(Stored entries)
• • • • • • •
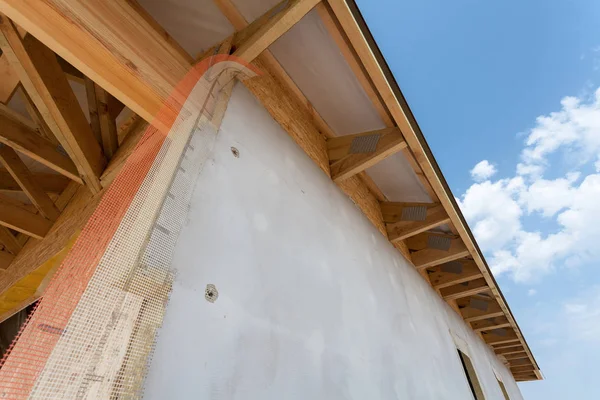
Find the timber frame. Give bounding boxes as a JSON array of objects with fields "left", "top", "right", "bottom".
[{"left": 0, "top": 0, "right": 542, "bottom": 381}]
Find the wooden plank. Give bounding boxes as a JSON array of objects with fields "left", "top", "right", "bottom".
[
  {"left": 0, "top": 111, "right": 83, "bottom": 183},
  {"left": 0, "top": 226, "right": 23, "bottom": 254},
  {"left": 327, "top": 128, "right": 406, "bottom": 182},
  {"left": 0, "top": 198, "right": 52, "bottom": 239},
  {"left": 427, "top": 259, "right": 482, "bottom": 290},
  {"left": 0, "top": 169, "right": 69, "bottom": 194},
  {"left": 0, "top": 145, "right": 60, "bottom": 221},
  {"left": 411, "top": 238, "right": 470, "bottom": 269},
  {"left": 387, "top": 204, "right": 450, "bottom": 243},
  {"left": 233, "top": 0, "right": 320, "bottom": 62},
  {"left": 440, "top": 278, "right": 490, "bottom": 301},
  {"left": 0, "top": 18, "right": 106, "bottom": 192},
  {"left": 95, "top": 85, "right": 119, "bottom": 160},
  {"left": 0, "top": 250, "right": 15, "bottom": 270}
]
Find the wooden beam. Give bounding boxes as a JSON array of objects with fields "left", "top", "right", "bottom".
[
  {"left": 459, "top": 299, "right": 504, "bottom": 322},
  {"left": 504, "top": 350, "right": 529, "bottom": 361},
  {"left": 0, "top": 226, "right": 23, "bottom": 254},
  {"left": 494, "top": 344, "right": 525, "bottom": 355},
  {"left": 0, "top": 145, "right": 60, "bottom": 221},
  {"left": 440, "top": 278, "right": 490, "bottom": 301},
  {"left": 0, "top": 17, "right": 106, "bottom": 192},
  {"left": 386, "top": 204, "right": 450, "bottom": 243},
  {"left": 471, "top": 316, "right": 511, "bottom": 332},
  {"left": 0, "top": 114, "right": 83, "bottom": 183},
  {"left": 411, "top": 238, "right": 470, "bottom": 269},
  {"left": 0, "top": 199, "right": 52, "bottom": 239},
  {"left": 95, "top": 85, "right": 119, "bottom": 160},
  {"left": 327, "top": 128, "right": 406, "bottom": 182},
  {"left": 0, "top": 250, "right": 15, "bottom": 270},
  {"left": 0, "top": 169, "right": 69, "bottom": 194},
  {"left": 427, "top": 259, "right": 483, "bottom": 290},
  {"left": 233, "top": 0, "right": 320, "bottom": 62},
  {"left": 483, "top": 332, "right": 521, "bottom": 346}
]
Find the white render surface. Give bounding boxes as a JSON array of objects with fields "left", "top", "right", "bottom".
[{"left": 145, "top": 84, "right": 522, "bottom": 400}]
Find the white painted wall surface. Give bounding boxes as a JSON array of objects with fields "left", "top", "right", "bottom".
[{"left": 145, "top": 85, "right": 522, "bottom": 400}]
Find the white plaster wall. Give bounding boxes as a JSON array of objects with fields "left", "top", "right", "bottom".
[{"left": 145, "top": 85, "right": 522, "bottom": 400}]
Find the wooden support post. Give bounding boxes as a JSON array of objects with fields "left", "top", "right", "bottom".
[
  {"left": 95, "top": 85, "right": 119, "bottom": 160},
  {"left": 0, "top": 16, "right": 106, "bottom": 192},
  {"left": 0, "top": 199, "right": 52, "bottom": 239},
  {"left": 327, "top": 128, "right": 406, "bottom": 182},
  {"left": 0, "top": 145, "right": 60, "bottom": 221}
]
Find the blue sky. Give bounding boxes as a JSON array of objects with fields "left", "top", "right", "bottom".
[{"left": 358, "top": 0, "right": 600, "bottom": 400}]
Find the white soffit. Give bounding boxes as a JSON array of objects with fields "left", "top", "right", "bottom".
[
  {"left": 138, "top": 0, "right": 234, "bottom": 57},
  {"left": 140, "top": 0, "right": 431, "bottom": 202}
]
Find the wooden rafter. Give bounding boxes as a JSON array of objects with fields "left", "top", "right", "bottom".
[
  {"left": 0, "top": 198, "right": 52, "bottom": 239},
  {"left": 0, "top": 17, "right": 106, "bottom": 192},
  {"left": 0, "top": 114, "right": 82, "bottom": 183},
  {"left": 0, "top": 169, "right": 69, "bottom": 194},
  {"left": 233, "top": 0, "right": 320, "bottom": 62},
  {"left": 0, "top": 226, "right": 23, "bottom": 254},
  {"left": 471, "top": 316, "right": 510, "bottom": 332},
  {"left": 0, "top": 145, "right": 60, "bottom": 221},
  {"left": 0, "top": 250, "right": 15, "bottom": 270},
  {"left": 440, "top": 278, "right": 490, "bottom": 301}
]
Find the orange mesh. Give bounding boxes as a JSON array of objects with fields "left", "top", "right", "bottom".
[{"left": 0, "top": 55, "right": 255, "bottom": 399}]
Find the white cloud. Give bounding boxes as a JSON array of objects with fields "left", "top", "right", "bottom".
[
  {"left": 517, "top": 88, "right": 600, "bottom": 176},
  {"left": 471, "top": 160, "right": 497, "bottom": 181},
  {"left": 563, "top": 286, "right": 600, "bottom": 343},
  {"left": 459, "top": 89, "right": 600, "bottom": 282}
]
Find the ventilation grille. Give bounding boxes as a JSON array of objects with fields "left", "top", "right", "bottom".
[
  {"left": 441, "top": 261, "right": 463, "bottom": 275},
  {"left": 401, "top": 206, "right": 427, "bottom": 221},
  {"left": 350, "top": 133, "right": 381, "bottom": 154}
]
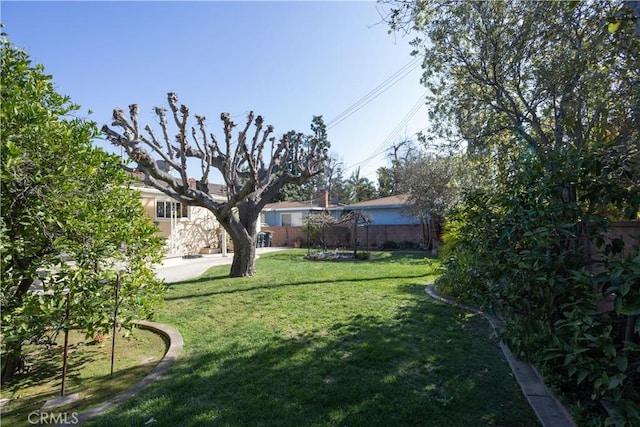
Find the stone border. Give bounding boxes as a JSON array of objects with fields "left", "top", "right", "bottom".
[
  {"left": 60, "top": 320, "right": 184, "bottom": 425},
  {"left": 424, "top": 284, "right": 576, "bottom": 427}
]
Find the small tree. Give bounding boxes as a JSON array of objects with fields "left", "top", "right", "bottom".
[
  {"left": 102, "top": 93, "right": 328, "bottom": 277},
  {"left": 0, "top": 34, "right": 163, "bottom": 381}
]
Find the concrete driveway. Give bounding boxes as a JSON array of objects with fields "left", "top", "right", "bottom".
[{"left": 155, "top": 247, "right": 288, "bottom": 283}]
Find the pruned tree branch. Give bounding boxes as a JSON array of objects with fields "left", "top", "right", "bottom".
[{"left": 102, "top": 93, "right": 329, "bottom": 276}]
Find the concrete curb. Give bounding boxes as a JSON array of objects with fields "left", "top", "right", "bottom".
[
  {"left": 59, "top": 320, "right": 184, "bottom": 425},
  {"left": 424, "top": 285, "right": 576, "bottom": 427}
]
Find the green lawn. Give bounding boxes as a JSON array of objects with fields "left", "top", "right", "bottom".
[{"left": 82, "top": 250, "right": 539, "bottom": 426}]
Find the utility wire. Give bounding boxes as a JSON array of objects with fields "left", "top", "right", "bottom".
[
  {"left": 345, "top": 91, "right": 427, "bottom": 175},
  {"left": 326, "top": 58, "right": 420, "bottom": 129}
]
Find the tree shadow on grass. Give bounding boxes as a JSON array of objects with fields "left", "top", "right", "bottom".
[
  {"left": 165, "top": 274, "right": 425, "bottom": 301},
  {"left": 84, "top": 286, "right": 538, "bottom": 426}
]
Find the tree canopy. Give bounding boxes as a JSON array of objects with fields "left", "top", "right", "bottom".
[
  {"left": 0, "top": 34, "right": 163, "bottom": 380},
  {"left": 102, "top": 93, "right": 329, "bottom": 277},
  {"left": 383, "top": 0, "right": 640, "bottom": 425}
]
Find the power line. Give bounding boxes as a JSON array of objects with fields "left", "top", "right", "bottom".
[
  {"left": 326, "top": 58, "right": 420, "bottom": 129},
  {"left": 345, "top": 91, "right": 427, "bottom": 174}
]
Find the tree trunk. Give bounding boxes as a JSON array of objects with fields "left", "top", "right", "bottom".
[
  {"left": 218, "top": 202, "right": 260, "bottom": 277},
  {"left": 0, "top": 343, "right": 22, "bottom": 384},
  {"left": 229, "top": 241, "right": 256, "bottom": 277}
]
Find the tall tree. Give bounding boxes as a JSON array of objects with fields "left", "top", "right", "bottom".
[
  {"left": 0, "top": 34, "right": 163, "bottom": 381},
  {"left": 271, "top": 116, "right": 331, "bottom": 202},
  {"left": 386, "top": 0, "right": 640, "bottom": 164},
  {"left": 398, "top": 154, "right": 461, "bottom": 250},
  {"left": 345, "top": 168, "right": 376, "bottom": 203},
  {"left": 102, "top": 93, "right": 328, "bottom": 277}
]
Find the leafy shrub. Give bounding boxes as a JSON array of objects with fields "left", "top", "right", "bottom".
[{"left": 436, "top": 146, "right": 640, "bottom": 425}]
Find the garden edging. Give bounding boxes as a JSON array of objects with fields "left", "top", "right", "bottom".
[
  {"left": 424, "top": 285, "right": 576, "bottom": 427},
  {"left": 61, "top": 320, "right": 184, "bottom": 425}
]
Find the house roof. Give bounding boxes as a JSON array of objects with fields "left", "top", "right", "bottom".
[
  {"left": 344, "top": 194, "right": 410, "bottom": 209},
  {"left": 264, "top": 199, "right": 338, "bottom": 210}
]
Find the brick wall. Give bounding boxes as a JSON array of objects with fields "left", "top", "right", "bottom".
[{"left": 262, "top": 224, "right": 423, "bottom": 247}]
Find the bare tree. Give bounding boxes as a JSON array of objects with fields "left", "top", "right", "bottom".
[{"left": 102, "top": 93, "right": 327, "bottom": 277}]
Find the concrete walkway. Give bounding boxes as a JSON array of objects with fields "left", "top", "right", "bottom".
[
  {"left": 424, "top": 285, "right": 576, "bottom": 427},
  {"left": 154, "top": 247, "right": 288, "bottom": 283}
]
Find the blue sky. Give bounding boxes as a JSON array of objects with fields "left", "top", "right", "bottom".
[{"left": 0, "top": 1, "right": 428, "bottom": 184}]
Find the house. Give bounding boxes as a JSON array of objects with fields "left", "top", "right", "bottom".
[
  {"left": 262, "top": 192, "right": 424, "bottom": 247},
  {"left": 131, "top": 179, "right": 227, "bottom": 256}
]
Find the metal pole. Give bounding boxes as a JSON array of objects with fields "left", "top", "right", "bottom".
[
  {"left": 60, "top": 291, "right": 71, "bottom": 396},
  {"left": 111, "top": 273, "right": 120, "bottom": 376}
]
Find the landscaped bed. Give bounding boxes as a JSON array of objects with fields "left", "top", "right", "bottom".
[
  {"left": 1, "top": 329, "right": 166, "bottom": 426},
  {"left": 88, "top": 250, "right": 539, "bottom": 426}
]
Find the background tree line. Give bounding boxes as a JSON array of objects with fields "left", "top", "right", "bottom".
[{"left": 382, "top": 0, "right": 640, "bottom": 425}]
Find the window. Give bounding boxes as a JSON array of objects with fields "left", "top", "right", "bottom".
[{"left": 156, "top": 200, "right": 189, "bottom": 218}]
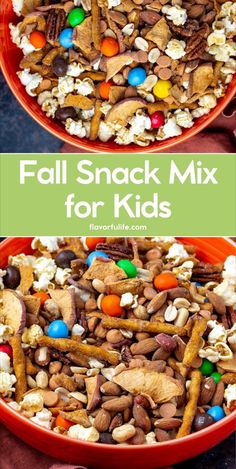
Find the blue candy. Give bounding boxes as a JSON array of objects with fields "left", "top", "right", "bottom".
[
  {"left": 207, "top": 405, "right": 225, "bottom": 422},
  {"left": 48, "top": 319, "right": 69, "bottom": 339},
  {"left": 86, "top": 251, "right": 109, "bottom": 267},
  {"left": 128, "top": 67, "right": 147, "bottom": 86},
  {"left": 59, "top": 28, "right": 73, "bottom": 49}
]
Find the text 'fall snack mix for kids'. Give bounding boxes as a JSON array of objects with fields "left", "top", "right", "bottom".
[
  {"left": 0, "top": 237, "right": 236, "bottom": 445},
  {"left": 10, "top": 0, "right": 236, "bottom": 146}
]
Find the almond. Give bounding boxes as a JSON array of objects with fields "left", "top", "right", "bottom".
[
  {"left": 102, "top": 396, "right": 133, "bottom": 412},
  {"left": 198, "top": 377, "right": 216, "bottom": 405},
  {"left": 154, "top": 418, "right": 182, "bottom": 430},
  {"left": 93, "top": 409, "right": 111, "bottom": 432},
  {"left": 130, "top": 337, "right": 159, "bottom": 355},
  {"left": 100, "top": 381, "right": 122, "bottom": 396},
  {"left": 133, "top": 403, "right": 151, "bottom": 433},
  {"left": 147, "top": 291, "right": 167, "bottom": 314}
]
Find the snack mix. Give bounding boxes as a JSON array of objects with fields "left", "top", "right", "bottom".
[
  {"left": 10, "top": 0, "right": 236, "bottom": 146},
  {"left": 0, "top": 237, "right": 236, "bottom": 445}
]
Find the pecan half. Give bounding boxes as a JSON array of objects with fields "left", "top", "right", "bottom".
[
  {"left": 96, "top": 243, "right": 132, "bottom": 261},
  {"left": 46, "top": 8, "right": 66, "bottom": 45}
]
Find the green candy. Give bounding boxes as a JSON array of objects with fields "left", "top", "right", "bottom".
[
  {"left": 67, "top": 7, "right": 85, "bottom": 28},
  {"left": 199, "top": 358, "right": 214, "bottom": 376},
  {"left": 211, "top": 371, "right": 221, "bottom": 384},
  {"left": 117, "top": 259, "right": 138, "bottom": 278}
]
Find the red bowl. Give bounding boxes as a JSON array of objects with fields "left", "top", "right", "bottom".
[
  {"left": 0, "top": 0, "right": 236, "bottom": 153},
  {"left": 0, "top": 238, "right": 236, "bottom": 469}
]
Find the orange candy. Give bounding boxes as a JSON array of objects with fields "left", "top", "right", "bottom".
[
  {"left": 98, "top": 81, "right": 112, "bottom": 99},
  {"left": 32, "top": 291, "right": 50, "bottom": 306},
  {"left": 154, "top": 272, "right": 179, "bottom": 291},
  {"left": 101, "top": 295, "right": 124, "bottom": 318},
  {"left": 101, "top": 37, "right": 119, "bottom": 57},
  {"left": 85, "top": 238, "right": 106, "bottom": 251},
  {"left": 29, "top": 31, "right": 47, "bottom": 49},
  {"left": 55, "top": 415, "right": 74, "bottom": 430}
]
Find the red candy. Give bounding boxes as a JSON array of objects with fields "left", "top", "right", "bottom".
[
  {"left": 0, "top": 344, "right": 13, "bottom": 358},
  {"left": 150, "top": 111, "right": 165, "bottom": 129}
]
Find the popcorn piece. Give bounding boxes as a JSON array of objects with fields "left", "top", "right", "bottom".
[
  {"left": 75, "top": 78, "right": 94, "bottom": 96},
  {"left": 157, "top": 117, "right": 182, "bottom": 140},
  {"left": 17, "top": 68, "right": 43, "bottom": 96},
  {"left": 198, "top": 94, "right": 217, "bottom": 109},
  {"left": 213, "top": 280, "right": 236, "bottom": 309},
  {"left": 58, "top": 76, "right": 74, "bottom": 95},
  {"left": 22, "top": 324, "right": 44, "bottom": 348},
  {"left": 31, "top": 238, "right": 64, "bottom": 252},
  {"left": 175, "top": 109, "right": 194, "bottom": 129},
  {"left": 0, "top": 269, "right": 7, "bottom": 290},
  {"left": 21, "top": 391, "right": 43, "bottom": 412},
  {"left": 68, "top": 424, "right": 99, "bottom": 441},
  {"left": 0, "top": 324, "right": 14, "bottom": 344},
  {"left": 165, "top": 39, "right": 186, "bottom": 60},
  {"left": 161, "top": 5, "right": 188, "bottom": 26},
  {"left": 0, "top": 371, "right": 16, "bottom": 396},
  {"left": 55, "top": 267, "right": 71, "bottom": 285},
  {"left": 0, "top": 352, "right": 12, "bottom": 373},
  {"left": 30, "top": 409, "right": 52, "bottom": 430},
  {"left": 66, "top": 62, "right": 84, "bottom": 78},
  {"left": 207, "top": 31, "right": 226, "bottom": 46},
  {"left": 66, "top": 118, "right": 86, "bottom": 138},
  {"left": 42, "top": 98, "right": 58, "bottom": 117}
]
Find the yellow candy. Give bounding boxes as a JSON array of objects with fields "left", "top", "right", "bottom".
[{"left": 152, "top": 80, "right": 172, "bottom": 99}]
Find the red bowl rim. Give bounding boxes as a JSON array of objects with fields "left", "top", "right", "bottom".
[
  {"left": 0, "top": 237, "right": 236, "bottom": 451},
  {"left": 0, "top": 8, "right": 236, "bottom": 154}
]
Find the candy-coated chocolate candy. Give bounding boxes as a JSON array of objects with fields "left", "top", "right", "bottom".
[
  {"left": 48, "top": 319, "right": 69, "bottom": 339},
  {"left": 211, "top": 371, "right": 221, "bottom": 384},
  {"left": 59, "top": 28, "right": 73, "bottom": 49},
  {"left": 117, "top": 259, "right": 138, "bottom": 278},
  {"left": 101, "top": 295, "right": 124, "bottom": 318},
  {"left": 86, "top": 251, "right": 109, "bottom": 267},
  {"left": 128, "top": 67, "right": 147, "bottom": 86},
  {"left": 3, "top": 265, "right": 20, "bottom": 290},
  {"left": 0, "top": 344, "right": 13, "bottom": 358},
  {"left": 150, "top": 111, "right": 165, "bottom": 129},
  {"left": 29, "top": 31, "right": 47, "bottom": 49},
  {"left": 152, "top": 80, "right": 172, "bottom": 99},
  {"left": 55, "top": 249, "right": 77, "bottom": 269},
  {"left": 193, "top": 413, "right": 214, "bottom": 432},
  {"left": 199, "top": 358, "right": 214, "bottom": 376},
  {"left": 85, "top": 237, "right": 106, "bottom": 250},
  {"left": 153, "top": 272, "right": 179, "bottom": 291},
  {"left": 101, "top": 37, "right": 120, "bottom": 57},
  {"left": 207, "top": 405, "right": 225, "bottom": 422},
  {"left": 98, "top": 81, "right": 112, "bottom": 99},
  {"left": 67, "top": 7, "right": 85, "bottom": 28}
]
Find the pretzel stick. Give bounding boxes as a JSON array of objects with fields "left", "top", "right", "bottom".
[
  {"left": 102, "top": 315, "right": 186, "bottom": 336},
  {"left": 9, "top": 335, "right": 27, "bottom": 402},
  {"left": 90, "top": 99, "right": 102, "bottom": 140},
  {"left": 183, "top": 318, "right": 207, "bottom": 366},
  {"left": 176, "top": 370, "right": 202, "bottom": 438},
  {"left": 38, "top": 335, "right": 120, "bottom": 365},
  {"left": 91, "top": 0, "right": 101, "bottom": 50}
]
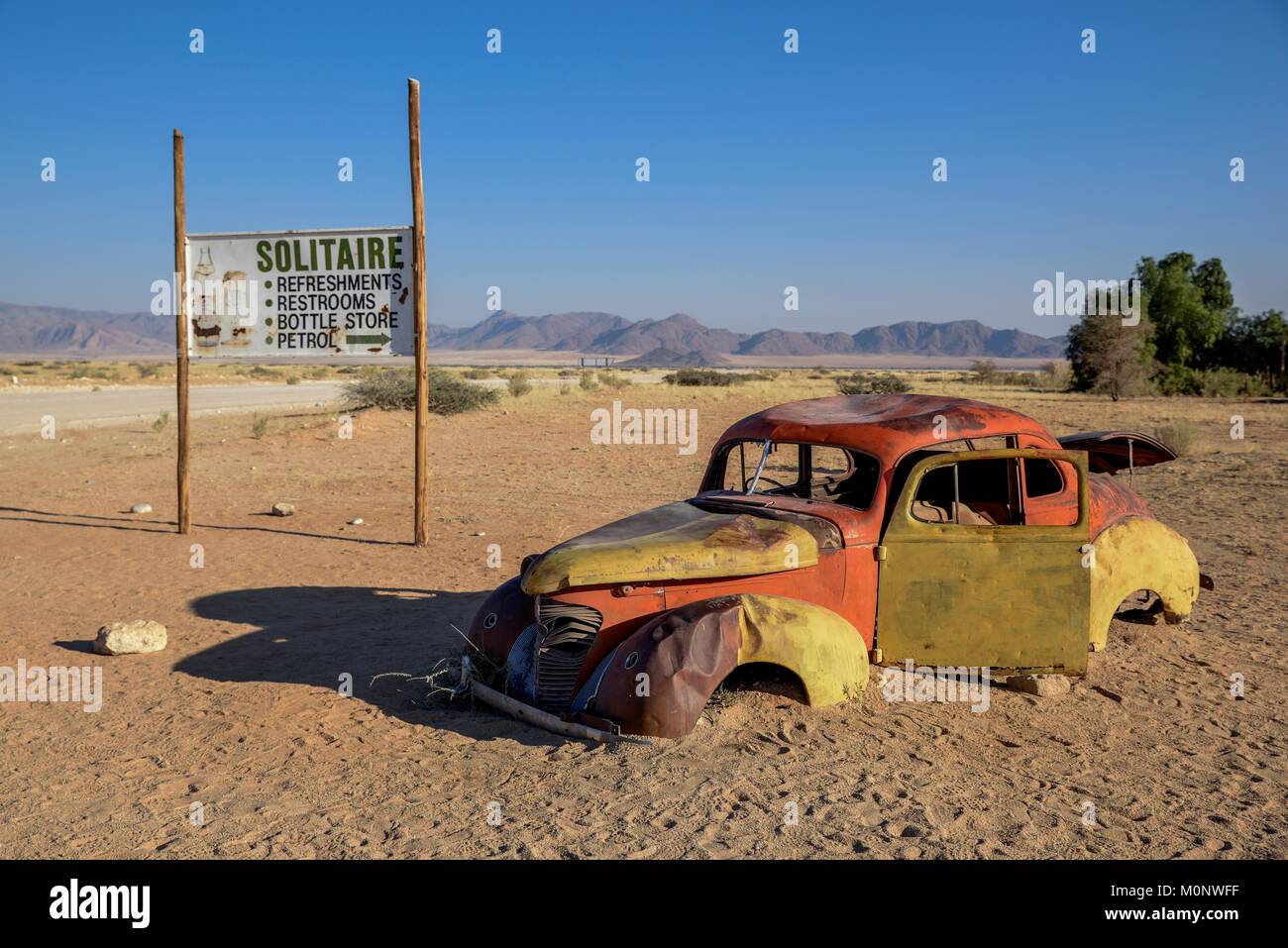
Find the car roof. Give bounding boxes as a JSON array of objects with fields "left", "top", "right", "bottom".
[{"left": 716, "top": 395, "right": 1059, "bottom": 461}]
• • • • • • •
:: TASK BRIEF ::
Return every row above that contains the string "bowl", treating uppercase and lowercase letters as distinct.

:: SOLUTION TO THE EXERCISE ::
Find the red bowl. Give bounding boxes as a JSON array of objects with fields "left", "top", "right", "bottom".
Find the red bowl rim. Give bounding boxes as a JSON array of objects with fields "left", "top", "right", "bottom".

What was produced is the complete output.